(Provided passage)

☆ ☆ ☆ ☆ ☆ ☆ ☆

Crowds of protesters and a repressive police response. This scene is all too familiar across Europe. What about Georgia though…who has more to fear? The government, Russia, or the protesters?
Protesters may think they have history on their side, but their opponents may want to halt or at least delay it.
The crackdown ordered by the pro-Russian Georgian Dream party shows that Moscow has not forgotten the damage color revolutions have dealt to its authority in other post-Soviet republics. In an early foreshadowing of pro-independence transitions elsewhere, the Chechen Revolution in the early 1990s proved that Russia may not be able to salvage the whole body of the rotting Soviet behemoth. The Chechens managed to wrestle out their sovereign state – Ichkeria – which would exist until the year 2000, when Russian forces captured its capital, Grozny.
November 2003 saw the Rose Revolution bloom in Georgia. Unfolding in the wake of disputed parliamentary elections, this nonviolent change of power brought about the resignation of President Eduard Shevardnadze and an end of the Soviet-era leadership in the country.

☆ ☆ ☆ ☆ ☆ ☆ ☆

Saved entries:
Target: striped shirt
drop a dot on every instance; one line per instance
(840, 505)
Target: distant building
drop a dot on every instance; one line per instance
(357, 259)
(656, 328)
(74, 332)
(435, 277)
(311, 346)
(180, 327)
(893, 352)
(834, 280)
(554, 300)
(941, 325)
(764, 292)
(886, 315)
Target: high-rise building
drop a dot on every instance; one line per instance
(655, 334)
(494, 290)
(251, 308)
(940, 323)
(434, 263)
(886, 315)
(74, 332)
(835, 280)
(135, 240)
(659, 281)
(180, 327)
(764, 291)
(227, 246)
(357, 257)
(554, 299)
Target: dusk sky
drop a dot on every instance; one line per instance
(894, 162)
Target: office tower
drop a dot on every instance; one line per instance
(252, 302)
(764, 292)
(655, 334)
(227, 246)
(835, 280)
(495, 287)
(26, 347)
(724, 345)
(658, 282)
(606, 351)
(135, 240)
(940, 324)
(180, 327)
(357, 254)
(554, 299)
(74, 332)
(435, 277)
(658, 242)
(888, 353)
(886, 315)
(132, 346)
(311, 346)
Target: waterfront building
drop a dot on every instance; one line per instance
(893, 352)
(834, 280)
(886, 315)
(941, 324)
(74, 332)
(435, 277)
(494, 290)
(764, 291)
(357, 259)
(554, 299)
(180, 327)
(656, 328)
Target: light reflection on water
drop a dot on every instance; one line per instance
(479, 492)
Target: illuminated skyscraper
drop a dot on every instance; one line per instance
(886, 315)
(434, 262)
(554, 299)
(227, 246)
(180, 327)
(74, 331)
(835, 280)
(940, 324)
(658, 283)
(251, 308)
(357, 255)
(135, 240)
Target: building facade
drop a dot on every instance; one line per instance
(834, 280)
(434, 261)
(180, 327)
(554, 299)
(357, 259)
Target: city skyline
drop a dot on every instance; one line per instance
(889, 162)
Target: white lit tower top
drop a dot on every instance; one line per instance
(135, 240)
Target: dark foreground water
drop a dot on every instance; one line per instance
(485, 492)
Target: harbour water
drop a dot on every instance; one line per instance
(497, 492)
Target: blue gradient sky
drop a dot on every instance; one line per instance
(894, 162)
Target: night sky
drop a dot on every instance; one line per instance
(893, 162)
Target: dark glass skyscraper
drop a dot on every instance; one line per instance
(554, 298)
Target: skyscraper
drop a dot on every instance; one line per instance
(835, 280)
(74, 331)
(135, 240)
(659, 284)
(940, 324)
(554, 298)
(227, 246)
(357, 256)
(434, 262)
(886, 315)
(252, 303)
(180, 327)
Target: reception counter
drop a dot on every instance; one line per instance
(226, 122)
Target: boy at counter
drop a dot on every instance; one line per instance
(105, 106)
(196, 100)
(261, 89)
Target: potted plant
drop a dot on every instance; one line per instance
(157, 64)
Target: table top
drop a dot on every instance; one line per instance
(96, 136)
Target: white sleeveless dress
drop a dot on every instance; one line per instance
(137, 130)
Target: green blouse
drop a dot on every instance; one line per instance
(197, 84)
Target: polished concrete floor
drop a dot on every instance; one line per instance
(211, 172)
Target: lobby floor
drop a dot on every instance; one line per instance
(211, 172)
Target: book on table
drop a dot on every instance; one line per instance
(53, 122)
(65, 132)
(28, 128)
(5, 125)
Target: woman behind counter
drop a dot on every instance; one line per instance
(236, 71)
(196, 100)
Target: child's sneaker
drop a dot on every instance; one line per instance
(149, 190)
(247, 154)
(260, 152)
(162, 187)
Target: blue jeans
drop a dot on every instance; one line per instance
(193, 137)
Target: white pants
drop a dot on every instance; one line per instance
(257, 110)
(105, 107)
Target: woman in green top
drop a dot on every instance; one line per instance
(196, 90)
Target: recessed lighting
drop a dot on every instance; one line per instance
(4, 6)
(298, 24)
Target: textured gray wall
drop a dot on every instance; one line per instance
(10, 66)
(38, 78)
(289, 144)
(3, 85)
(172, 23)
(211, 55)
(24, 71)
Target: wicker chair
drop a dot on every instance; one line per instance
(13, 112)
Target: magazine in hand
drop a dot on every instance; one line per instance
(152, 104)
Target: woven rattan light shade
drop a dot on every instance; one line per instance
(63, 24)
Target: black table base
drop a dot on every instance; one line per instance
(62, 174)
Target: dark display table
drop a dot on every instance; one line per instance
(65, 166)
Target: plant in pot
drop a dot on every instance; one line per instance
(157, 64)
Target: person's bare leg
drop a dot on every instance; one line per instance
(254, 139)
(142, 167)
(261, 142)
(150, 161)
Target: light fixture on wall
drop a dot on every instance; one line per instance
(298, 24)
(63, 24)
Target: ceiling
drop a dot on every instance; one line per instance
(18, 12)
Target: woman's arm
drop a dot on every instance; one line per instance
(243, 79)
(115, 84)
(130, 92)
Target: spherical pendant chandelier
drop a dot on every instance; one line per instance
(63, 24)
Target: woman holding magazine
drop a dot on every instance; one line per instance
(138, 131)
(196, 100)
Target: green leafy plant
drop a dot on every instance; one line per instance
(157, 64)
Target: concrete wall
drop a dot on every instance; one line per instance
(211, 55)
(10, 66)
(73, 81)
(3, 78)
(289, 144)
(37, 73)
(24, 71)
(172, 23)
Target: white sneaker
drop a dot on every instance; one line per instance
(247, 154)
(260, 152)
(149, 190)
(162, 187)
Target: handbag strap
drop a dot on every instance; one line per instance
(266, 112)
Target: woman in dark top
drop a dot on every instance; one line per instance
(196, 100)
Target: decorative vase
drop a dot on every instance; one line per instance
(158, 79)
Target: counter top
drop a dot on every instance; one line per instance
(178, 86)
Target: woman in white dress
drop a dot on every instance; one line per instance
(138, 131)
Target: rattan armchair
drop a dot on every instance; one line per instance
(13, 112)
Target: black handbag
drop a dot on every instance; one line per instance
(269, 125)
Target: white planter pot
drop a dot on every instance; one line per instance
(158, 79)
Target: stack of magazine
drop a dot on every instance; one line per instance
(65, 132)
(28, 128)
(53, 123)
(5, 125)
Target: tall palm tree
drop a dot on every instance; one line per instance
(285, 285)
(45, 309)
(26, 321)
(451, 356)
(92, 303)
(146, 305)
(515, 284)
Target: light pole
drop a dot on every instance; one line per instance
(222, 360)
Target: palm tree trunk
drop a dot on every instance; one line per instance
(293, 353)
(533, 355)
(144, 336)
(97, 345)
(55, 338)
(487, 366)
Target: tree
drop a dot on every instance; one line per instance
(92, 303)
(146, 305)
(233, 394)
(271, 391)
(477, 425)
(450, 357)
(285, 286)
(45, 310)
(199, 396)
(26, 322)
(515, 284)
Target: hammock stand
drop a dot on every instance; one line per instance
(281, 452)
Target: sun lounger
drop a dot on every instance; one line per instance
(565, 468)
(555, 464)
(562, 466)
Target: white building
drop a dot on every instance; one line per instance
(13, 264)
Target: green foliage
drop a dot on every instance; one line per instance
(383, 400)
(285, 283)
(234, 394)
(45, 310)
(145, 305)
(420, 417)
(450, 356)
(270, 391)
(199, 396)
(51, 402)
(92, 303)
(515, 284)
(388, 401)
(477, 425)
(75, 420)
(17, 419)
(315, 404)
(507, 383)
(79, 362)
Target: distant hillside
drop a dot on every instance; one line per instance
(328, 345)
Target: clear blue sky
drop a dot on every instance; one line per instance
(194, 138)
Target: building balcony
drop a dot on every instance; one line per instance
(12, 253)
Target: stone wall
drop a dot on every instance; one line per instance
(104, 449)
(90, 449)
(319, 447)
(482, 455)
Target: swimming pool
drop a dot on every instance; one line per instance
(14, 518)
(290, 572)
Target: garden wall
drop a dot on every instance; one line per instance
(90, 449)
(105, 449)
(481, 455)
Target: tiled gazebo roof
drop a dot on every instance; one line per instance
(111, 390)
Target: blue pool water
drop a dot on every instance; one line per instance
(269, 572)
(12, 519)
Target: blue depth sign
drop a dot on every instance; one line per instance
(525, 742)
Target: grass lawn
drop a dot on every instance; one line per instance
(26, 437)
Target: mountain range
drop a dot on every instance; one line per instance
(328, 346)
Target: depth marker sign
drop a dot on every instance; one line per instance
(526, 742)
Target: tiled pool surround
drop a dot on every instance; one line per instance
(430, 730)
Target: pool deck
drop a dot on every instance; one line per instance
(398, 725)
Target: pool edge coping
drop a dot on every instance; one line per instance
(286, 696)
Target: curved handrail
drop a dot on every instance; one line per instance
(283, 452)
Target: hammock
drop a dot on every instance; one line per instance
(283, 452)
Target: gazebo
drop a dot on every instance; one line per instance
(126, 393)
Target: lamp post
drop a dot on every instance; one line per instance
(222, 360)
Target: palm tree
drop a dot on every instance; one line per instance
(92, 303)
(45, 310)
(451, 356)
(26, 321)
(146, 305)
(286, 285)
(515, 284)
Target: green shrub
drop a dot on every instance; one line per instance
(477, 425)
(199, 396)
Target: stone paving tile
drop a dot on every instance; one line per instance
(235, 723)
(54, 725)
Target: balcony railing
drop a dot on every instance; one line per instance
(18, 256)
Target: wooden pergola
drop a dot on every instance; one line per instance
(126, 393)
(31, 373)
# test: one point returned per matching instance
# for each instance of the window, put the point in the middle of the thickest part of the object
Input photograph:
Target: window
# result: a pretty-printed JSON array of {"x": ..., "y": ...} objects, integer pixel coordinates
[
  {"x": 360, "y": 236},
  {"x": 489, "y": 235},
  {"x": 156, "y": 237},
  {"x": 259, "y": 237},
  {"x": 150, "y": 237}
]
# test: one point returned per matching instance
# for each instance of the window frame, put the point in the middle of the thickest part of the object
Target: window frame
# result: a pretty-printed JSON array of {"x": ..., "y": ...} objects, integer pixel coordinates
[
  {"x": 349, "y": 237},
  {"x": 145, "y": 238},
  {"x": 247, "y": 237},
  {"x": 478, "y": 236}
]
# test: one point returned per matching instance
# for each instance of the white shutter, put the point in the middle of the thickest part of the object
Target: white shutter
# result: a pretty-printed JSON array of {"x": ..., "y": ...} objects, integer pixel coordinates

☆ ☆ ☆ ☆ ☆ ☆ ☆

(Written problem 1)
Answer these questions from the article on Georgia.
(a) Which party ordered the crackdown on the protesters?
(b) Until what year did Ichkeria exist?
(c) Whose resignation did the Rose Revolution bring about?
(Written problem 2) Sum up the article on Georgia in two sentences.
(Written problem 3) In one or two sentences, explain what the article on Georgia says the Georgian Dream party's crackdown reveals about Moscow.

(Correct output 1)
(a) The pro-Russian Georgian Dream party.
(b) Until 2000, when Russian forces captured its capital, Grozny.
(c) President Eduard Shevardnadze's.

(Correct output 2) The crackdown on protesters ordered by Georgia's pro-Russian Georgian Dream party shows that Moscow has not forgotten the damage color revolutions have done to its authority in post-Soviet republics, and the Chechen Revolution of the early 1990s proved Russia might not hold on to the whole former Soviet Union. In November 2003, after disputed parliamentary elections, Georgia's nonviolent Rose Revolution led to President Eduard Shevardnadze's resignation and ended Soviet-era leadership in the country.

(Correct output 3) The crackdown shows that Moscow has not forgotten the damage color revolutions have dealt to its authority in other post-Soviet republics.